(Records provided Opens)

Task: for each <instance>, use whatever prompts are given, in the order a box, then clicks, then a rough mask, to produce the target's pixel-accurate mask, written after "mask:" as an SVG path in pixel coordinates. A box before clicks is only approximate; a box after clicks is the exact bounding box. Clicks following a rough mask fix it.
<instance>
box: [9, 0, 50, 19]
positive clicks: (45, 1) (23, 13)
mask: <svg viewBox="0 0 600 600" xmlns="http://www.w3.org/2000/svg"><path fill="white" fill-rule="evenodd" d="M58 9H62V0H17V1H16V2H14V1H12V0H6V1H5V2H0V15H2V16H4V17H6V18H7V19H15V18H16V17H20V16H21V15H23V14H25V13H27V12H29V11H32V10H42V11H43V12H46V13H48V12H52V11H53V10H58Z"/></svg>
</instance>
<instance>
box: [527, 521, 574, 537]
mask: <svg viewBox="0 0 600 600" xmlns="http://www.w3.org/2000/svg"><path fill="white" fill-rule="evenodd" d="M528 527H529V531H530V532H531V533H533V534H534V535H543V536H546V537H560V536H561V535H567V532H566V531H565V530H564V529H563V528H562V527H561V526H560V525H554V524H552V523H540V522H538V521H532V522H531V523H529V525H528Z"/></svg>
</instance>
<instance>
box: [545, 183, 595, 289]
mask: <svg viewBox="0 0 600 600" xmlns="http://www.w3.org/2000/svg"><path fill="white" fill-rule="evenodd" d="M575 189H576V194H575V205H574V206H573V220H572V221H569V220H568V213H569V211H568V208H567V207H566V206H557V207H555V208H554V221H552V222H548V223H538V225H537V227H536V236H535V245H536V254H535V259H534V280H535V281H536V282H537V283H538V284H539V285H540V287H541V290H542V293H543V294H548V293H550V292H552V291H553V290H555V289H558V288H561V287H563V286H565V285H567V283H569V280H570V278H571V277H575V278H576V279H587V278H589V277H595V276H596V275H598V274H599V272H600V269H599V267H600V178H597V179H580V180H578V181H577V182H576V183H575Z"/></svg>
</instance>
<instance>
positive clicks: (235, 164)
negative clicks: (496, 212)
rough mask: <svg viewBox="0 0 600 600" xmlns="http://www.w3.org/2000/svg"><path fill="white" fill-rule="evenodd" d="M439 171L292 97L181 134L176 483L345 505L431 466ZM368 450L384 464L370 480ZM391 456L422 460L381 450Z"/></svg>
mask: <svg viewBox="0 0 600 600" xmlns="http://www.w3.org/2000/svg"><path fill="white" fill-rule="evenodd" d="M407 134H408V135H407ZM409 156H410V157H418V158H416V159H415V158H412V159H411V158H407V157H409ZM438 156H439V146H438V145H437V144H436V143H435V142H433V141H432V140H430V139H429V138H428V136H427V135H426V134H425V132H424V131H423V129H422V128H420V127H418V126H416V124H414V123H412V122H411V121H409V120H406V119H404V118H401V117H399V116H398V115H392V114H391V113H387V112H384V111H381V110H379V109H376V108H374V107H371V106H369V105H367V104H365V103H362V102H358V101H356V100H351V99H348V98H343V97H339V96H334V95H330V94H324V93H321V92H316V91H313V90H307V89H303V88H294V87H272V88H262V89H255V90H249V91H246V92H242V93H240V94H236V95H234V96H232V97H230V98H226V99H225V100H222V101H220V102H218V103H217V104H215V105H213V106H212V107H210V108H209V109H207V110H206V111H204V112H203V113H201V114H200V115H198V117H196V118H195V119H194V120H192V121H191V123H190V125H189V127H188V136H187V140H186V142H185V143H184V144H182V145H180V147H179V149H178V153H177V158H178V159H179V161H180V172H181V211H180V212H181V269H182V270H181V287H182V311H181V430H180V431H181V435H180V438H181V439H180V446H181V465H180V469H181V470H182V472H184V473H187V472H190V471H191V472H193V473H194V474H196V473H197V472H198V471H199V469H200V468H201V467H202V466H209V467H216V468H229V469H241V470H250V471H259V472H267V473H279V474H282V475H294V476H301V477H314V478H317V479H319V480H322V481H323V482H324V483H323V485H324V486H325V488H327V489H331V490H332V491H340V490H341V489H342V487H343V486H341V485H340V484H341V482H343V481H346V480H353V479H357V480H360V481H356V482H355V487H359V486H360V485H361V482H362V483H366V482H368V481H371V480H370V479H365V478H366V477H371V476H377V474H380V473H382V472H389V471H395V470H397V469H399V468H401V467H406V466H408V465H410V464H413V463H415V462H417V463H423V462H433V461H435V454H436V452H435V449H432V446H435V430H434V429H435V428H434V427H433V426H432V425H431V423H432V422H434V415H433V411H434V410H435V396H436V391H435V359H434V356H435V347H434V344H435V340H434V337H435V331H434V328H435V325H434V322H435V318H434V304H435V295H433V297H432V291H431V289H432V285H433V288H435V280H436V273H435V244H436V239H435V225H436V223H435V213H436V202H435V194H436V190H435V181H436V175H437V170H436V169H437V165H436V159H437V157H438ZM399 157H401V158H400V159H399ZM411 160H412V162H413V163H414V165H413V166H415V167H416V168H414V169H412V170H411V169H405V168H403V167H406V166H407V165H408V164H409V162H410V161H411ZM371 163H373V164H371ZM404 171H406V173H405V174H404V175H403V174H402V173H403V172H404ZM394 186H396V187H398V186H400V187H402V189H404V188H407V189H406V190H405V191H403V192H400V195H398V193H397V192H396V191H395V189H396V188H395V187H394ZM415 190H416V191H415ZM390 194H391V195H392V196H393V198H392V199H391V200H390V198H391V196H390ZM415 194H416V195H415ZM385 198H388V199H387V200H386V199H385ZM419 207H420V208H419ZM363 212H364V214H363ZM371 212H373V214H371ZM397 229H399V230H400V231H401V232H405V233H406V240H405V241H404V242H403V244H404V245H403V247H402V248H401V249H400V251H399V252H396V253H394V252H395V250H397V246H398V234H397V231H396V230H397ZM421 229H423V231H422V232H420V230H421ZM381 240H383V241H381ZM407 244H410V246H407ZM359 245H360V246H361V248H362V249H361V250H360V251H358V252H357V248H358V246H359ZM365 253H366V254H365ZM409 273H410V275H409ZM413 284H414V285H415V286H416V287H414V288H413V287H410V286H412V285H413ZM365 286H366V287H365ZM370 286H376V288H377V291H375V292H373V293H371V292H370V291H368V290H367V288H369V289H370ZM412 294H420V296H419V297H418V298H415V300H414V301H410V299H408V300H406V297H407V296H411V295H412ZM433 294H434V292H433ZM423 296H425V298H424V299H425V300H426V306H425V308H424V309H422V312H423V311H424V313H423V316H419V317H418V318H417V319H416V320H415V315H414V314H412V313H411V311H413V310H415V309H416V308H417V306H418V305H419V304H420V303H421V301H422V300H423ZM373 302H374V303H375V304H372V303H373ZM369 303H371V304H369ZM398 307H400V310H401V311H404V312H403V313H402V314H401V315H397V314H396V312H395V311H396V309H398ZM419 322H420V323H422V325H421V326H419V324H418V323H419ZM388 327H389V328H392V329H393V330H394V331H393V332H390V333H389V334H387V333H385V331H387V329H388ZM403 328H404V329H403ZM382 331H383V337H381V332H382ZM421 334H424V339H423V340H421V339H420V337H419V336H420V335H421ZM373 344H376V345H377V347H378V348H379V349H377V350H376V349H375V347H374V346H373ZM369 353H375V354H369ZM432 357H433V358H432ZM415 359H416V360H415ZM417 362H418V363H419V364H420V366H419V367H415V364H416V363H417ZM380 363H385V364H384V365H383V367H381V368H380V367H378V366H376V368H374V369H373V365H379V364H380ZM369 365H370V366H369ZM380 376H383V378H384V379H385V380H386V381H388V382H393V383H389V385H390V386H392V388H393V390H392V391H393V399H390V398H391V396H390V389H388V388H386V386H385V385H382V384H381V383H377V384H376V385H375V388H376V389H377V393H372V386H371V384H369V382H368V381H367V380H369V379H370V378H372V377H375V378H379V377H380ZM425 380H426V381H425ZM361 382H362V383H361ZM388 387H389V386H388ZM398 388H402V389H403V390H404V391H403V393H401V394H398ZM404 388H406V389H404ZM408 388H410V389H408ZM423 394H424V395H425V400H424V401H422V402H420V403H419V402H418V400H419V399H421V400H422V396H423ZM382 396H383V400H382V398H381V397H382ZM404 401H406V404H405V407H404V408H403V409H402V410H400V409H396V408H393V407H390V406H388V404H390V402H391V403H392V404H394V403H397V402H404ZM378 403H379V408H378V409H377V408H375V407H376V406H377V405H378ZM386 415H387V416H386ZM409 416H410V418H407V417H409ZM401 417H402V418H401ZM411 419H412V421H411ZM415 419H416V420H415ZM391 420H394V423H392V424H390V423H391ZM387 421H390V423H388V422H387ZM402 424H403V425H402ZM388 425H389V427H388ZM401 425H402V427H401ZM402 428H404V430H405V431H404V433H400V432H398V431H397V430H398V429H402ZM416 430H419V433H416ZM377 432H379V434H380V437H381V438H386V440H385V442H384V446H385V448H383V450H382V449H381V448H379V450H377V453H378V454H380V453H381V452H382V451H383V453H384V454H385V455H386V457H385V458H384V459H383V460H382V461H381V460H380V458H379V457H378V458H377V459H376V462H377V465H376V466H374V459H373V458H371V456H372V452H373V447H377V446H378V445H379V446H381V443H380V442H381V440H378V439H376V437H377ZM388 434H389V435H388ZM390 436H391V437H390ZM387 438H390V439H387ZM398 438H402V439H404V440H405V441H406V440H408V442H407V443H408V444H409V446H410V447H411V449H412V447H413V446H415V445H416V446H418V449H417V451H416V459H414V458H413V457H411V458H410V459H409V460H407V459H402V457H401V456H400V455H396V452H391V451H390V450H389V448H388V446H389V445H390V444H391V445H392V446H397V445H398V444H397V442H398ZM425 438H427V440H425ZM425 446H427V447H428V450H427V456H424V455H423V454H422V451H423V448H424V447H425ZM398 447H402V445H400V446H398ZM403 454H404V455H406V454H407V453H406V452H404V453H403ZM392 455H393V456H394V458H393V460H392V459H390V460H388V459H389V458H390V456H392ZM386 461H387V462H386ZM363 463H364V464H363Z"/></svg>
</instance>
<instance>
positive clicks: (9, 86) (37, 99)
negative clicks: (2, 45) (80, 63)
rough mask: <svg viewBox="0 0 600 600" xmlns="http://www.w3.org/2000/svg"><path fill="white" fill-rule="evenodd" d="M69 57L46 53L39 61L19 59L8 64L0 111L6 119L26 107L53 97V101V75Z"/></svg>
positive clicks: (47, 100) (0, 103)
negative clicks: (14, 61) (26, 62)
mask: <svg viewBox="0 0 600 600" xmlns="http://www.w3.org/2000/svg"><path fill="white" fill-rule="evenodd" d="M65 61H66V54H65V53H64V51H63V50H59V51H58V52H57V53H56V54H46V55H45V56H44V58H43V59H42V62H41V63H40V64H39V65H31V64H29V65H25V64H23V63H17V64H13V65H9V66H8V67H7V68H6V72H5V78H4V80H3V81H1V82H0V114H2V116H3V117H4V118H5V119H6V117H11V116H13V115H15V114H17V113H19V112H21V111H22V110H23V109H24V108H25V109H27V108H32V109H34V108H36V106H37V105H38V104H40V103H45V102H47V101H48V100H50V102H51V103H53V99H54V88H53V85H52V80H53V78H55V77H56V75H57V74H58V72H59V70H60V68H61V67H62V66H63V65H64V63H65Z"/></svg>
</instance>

(Records provided Closes)

To do >>
Gather every line of the data above that contains the string "rough", matching case exactly.

Output of the exercise >>
Task: for each <instance>, use whatever prompts are given, in the order a box, then clicks, then a rough mask, to produce the target's pixel-accurate mask, written after "mask:" as an SVG path in pixel coordinates. A box before clicks is only approximate; a box after clicks is the exact bounding box. Clicks following a rough mask fix it.
rough mask: <svg viewBox="0 0 600 600" xmlns="http://www.w3.org/2000/svg"><path fill="white" fill-rule="evenodd" d="M439 171L292 97L181 134L176 483L345 505L431 466ZM368 450L384 464L370 480ZM391 456L422 460L381 450Z"/></svg>
rough mask: <svg viewBox="0 0 600 600" xmlns="http://www.w3.org/2000/svg"><path fill="white" fill-rule="evenodd" d="M69 57L46 53L39 61L19 59L8 64L0 111L6 119L26 107L53 97V101V75Z"/></svg>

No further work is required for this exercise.